*What you will do*: Rescale the listing below by reproducing every line, requests included, with each bounding-box coordinate in the answers multiplied by 2.5 and rounded to the nearest whole number, halves rounded up. Leave the numbers in the requests and their format samples unchanged.

►

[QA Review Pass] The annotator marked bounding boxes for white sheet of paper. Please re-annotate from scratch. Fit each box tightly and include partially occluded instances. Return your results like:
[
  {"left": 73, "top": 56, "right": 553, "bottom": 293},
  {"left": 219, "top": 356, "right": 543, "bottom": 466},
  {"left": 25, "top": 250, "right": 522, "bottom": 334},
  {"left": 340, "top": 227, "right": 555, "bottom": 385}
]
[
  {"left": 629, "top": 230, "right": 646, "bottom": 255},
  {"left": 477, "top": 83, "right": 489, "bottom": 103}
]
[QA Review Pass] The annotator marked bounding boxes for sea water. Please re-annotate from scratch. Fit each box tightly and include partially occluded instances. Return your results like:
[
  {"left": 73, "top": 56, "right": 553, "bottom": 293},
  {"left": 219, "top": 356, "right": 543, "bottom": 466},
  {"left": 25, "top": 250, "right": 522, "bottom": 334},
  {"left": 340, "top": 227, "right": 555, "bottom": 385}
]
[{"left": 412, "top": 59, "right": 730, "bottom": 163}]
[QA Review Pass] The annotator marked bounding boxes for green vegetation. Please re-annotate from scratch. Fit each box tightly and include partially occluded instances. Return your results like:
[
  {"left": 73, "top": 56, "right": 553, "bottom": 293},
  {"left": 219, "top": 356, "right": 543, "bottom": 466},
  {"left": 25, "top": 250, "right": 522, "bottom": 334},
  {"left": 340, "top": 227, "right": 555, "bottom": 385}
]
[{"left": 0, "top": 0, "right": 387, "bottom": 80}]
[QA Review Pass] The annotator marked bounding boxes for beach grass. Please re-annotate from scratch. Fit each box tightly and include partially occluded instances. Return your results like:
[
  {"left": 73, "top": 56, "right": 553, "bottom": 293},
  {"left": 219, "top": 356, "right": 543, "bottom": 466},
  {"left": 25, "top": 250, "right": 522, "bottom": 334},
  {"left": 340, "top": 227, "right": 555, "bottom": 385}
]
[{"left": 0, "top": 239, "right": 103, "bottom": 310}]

◄

*Response to the exercise*:
[QA Review Pass] The annotator marked bounding boxes for white sheet of paper. Please re-annotate from scratch. Fit each box tightly and include partially occluded instances. Return your results like:
[
  {"left": 73, "top": 56, "right": 553, "bottom": 293},
  {"left": 219, "top": 356, "right": 543, "bottom": 466},
  {"left": 25, "top": 250, "right": 522, "bottom": 334},
  {"left": 340, "top": 227, "right": 555, "bottom": 385}
]
[
  {"left": 1573, "top": 575, "right": 1615, "bottom": 638},
  {"left": 1193, "top": 208, "right": 1223, "bottom": 258}
]
[QA Review Pass] The annotator marked bounding boxes for sea water. Please re-annotate from scratch. Fit each box tightly and include partially occluded instances. Return your results like:
[
  {"left": 73, "top": 56, "right": 553, "bottom": 293},
  {"left": 219, "top": 356, "right": 543, "bottom": 466},
  {"left": 25, "top": 250, "right": 522, "bottom": 334},
  {"left": 340, "top": 227, "right": 555, "bottom": 385}
]
[{"left": 1030, "top": 148, "right": 1825, "bottom": 408}]
[QA Review Pass] The annotator marked bounding boxes for green vegetation. Please re-annotate from scratch. Fit each box tightly and include partially occluded instances. Return your results like:
[
  {"left": 73, "top": 56, "right": 553, "bottom": 293},
  {"left": 219, "top": 356, "right": 543, "bottom": 466},
  {"left": 25, "top": 250, "right": 522, "bottom": 334},
  {"left": 340, "top": 227, "right": 555, "bottom": 385}
]
[{"left": 0, "top": 0, "right": 968, "bottom": 200}]
[QA Review Pass] The annotator marked bounding boxes for beach grass. Please re-annotate from scratch. Fit each box tightly and include partially occluded instances. Return your results like:
[
  {"left": 73, "top": 56, "right": 553, "bottom": 293},
  {"left": 219, "top": 356, "right": 543, "bottom": 466},
  {"left": 25, "top": 250, "right": 522, "bottom": 334},
  {"left": 340, "top": 227, "right": 555, "bottom": 385}
]
[{"left": 0, "top": 598, "right": 258, "bottom": 775}]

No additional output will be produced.